STUDY TEXT
========================================
Many different factors affect whether or not a person sends clear messages. For example, the sender has to talk loud enough to be heard. She also should code her message in words that are familiar to the receiver--that is, the receiver has to know the sender's code. In addition, we know that a single message is usually easier to understand than several messages sent at once. A message can also get lost if the sender clutters up his communication with too many asides, conditional statements, and details.
Although these factors are important, they are not as crucial in their influence on "sending" as another less understood factor--that is, the degree of "congruence" of the sender. Congruence refers to the similarity of what a person (the sender) is thinking or feeling, inside, and what he communicates to the outside. When a person is being congruent, we experience him as "open," "direct," "honest," or "genuine." When we sense that a person's communication is Incongruent, we judge him as "not ringing true," "insincere," "affected," or just plain "phony." The human receiver apparently is a very sensitive judge of the degree of congruence in a sender.
========================================
Collected data entries
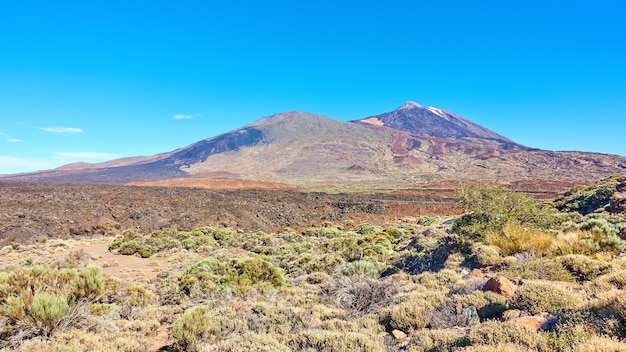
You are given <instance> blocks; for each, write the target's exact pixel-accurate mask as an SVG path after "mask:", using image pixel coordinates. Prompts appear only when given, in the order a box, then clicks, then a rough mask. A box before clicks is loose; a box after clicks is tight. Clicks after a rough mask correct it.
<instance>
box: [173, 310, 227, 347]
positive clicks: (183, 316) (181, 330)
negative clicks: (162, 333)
mask: <svg viewBox="0 0 626 352" xmlns="http://www.w3.org/2000/svg"><path fill="white" fill-rule="evenodd" d="M171 334H172V337H173V338H174V339H176V347H177V348H178V350H180V351H191V352H194V351H198V350H199V347H200V345H201V344H202V343H203V342H211V341H214V340H215V339H216V338H217V337H219V335H220V330H219V328H218V327H217V326H215V324H214V323H213V319H212V317H211V315H210V314H209V310H208V309H207V308H206V307H202V306H198V307H193V308H190V309H189V310H187V311H186V312H185V313H184V314H183V315H182V316H181V317H180V318H178V319H176V321H175V322H174V326H173V327H172V333H171Z"/></svg>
========================================
PROBLEM TO SOLVE
In the passage about sending clear messages, what does congruence refer to? These entries have nothing to do with the passage about sending clear messages.

OUTPUT BELOW
The similarity between what the sender is thinking or feeling inside and what the sender communicates to the outside.